Coordinate annotation records:
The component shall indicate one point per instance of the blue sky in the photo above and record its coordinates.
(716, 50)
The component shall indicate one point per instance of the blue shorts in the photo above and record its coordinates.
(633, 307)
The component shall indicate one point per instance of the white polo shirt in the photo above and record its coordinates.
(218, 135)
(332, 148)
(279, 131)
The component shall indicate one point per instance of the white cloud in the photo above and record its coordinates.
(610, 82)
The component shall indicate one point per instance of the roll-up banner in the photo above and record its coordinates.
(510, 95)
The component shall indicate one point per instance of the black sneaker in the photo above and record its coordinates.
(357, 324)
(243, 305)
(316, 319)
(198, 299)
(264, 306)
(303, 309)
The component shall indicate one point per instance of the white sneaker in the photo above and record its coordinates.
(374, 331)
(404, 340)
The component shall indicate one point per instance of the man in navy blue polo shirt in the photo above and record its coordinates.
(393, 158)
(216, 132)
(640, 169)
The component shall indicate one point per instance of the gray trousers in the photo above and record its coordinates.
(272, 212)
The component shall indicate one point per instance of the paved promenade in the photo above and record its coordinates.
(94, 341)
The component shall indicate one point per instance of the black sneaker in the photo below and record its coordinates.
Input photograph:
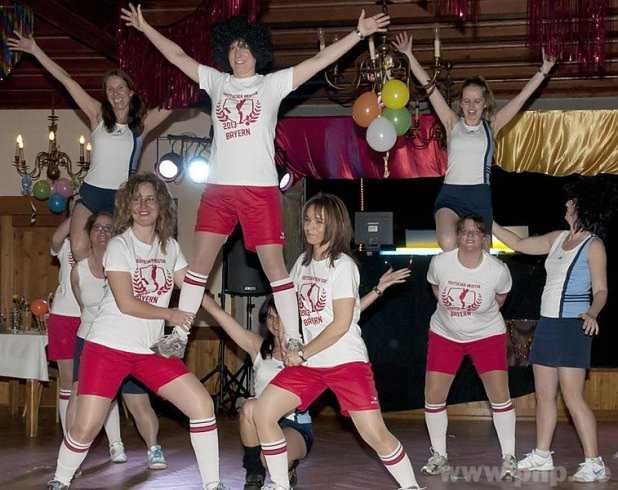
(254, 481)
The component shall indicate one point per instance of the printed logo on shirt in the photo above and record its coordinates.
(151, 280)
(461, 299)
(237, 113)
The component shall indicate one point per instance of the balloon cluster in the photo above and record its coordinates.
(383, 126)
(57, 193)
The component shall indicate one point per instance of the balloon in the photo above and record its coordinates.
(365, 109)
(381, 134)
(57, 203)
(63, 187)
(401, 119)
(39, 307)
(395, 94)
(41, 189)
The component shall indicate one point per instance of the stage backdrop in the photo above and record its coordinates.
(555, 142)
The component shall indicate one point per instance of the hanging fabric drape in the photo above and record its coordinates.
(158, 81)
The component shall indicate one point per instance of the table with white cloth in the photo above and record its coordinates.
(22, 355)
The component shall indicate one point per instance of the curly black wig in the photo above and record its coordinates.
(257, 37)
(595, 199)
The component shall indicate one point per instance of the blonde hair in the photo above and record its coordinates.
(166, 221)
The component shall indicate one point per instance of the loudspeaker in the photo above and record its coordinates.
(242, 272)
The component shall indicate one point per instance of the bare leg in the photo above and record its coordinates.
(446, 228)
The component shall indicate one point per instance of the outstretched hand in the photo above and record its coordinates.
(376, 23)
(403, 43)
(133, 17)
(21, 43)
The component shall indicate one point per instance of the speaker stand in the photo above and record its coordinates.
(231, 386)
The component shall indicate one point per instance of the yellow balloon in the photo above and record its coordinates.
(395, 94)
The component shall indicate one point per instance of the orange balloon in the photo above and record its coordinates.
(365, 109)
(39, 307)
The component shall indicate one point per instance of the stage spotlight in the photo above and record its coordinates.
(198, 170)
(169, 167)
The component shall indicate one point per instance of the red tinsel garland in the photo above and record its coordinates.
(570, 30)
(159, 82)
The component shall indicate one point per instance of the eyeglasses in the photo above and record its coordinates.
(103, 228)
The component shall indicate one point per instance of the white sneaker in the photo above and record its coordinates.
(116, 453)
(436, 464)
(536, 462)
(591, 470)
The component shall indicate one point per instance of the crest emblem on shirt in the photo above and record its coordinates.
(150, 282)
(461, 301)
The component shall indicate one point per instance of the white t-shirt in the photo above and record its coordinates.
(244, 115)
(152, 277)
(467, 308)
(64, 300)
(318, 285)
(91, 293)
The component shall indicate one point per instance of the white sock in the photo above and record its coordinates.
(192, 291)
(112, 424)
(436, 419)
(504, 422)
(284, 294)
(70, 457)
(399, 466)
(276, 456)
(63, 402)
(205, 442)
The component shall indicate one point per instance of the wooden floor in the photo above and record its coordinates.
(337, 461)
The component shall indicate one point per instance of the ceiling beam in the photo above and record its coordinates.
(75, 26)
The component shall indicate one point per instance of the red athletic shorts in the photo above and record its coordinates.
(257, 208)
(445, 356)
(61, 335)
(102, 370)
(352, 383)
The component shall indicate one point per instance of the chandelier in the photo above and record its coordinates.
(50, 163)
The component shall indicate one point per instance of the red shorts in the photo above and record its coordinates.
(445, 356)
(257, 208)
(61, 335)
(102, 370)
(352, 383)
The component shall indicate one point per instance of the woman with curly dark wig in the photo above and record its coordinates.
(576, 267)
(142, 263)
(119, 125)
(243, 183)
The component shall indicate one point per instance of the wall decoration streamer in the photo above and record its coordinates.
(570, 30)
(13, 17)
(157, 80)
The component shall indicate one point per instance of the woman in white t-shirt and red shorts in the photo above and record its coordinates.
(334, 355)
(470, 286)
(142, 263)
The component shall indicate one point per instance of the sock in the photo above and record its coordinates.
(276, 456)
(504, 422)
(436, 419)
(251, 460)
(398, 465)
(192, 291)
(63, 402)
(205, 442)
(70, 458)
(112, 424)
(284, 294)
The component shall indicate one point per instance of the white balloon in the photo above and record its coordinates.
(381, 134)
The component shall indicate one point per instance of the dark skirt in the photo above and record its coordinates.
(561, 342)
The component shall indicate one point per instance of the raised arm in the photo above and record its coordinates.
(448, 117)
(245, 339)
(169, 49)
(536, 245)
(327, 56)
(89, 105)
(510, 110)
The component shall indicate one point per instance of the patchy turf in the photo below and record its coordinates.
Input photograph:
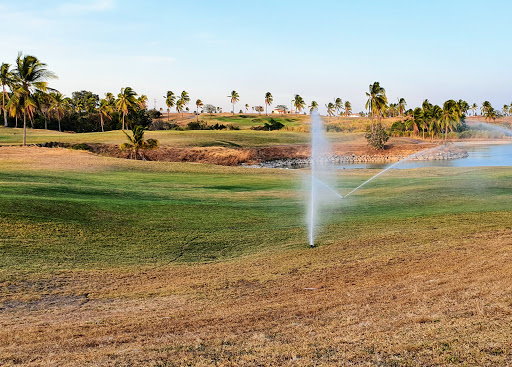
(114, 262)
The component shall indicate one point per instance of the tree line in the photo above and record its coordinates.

▶ _Task requirements_: Reproduce the lines from the line with "The component shall indicate one point per instance of the wall" through the last line of the entries exactly, including both ends and excluding pictures.

▶ _Answer to this task_:
The component shall indicate one point per instance of the wall decoration streamer in the photo above and record its coordinates.
(570, 30)
(13, 17)
(157, 80)
The component shall indicate one point per instance of the woman in white t-shirt and red shorts in the photo above and record its coordinates.
(334, 355)
(470, 286)
(142, 263)
The component shall indicate one point per instance of the sock in the photo above and record its coordinates.
(276, 456)
(504, 422)
(436, 419)
(251, 460)
(398, 465)
(192, 291)
(63, 402)
(205, 442)
(70, 458)
(112, 424)
(284, 294)
The component shall indicate one point per instance of the white balloon in the photo above and record its coordinates.
(381, 134)
The component shall indicate one point per instance of the dark skirt in the photo above and record its coordinates.
(561, 342)
The component shall indicate one point per instance of the raised arm in the photo above and record its coordinates.
(448, 117)
(245, 339)
(169, 49)
(536, 245)
(327, 56)
(89, 105)
(510, 110)
The component shall indicate one point per instance of the patchy turf in the photo below and record its coordinates.
Input photograph:
(114, 262)
The component shall indicate one point per instance of the tree line in the photo above and record its coordinates.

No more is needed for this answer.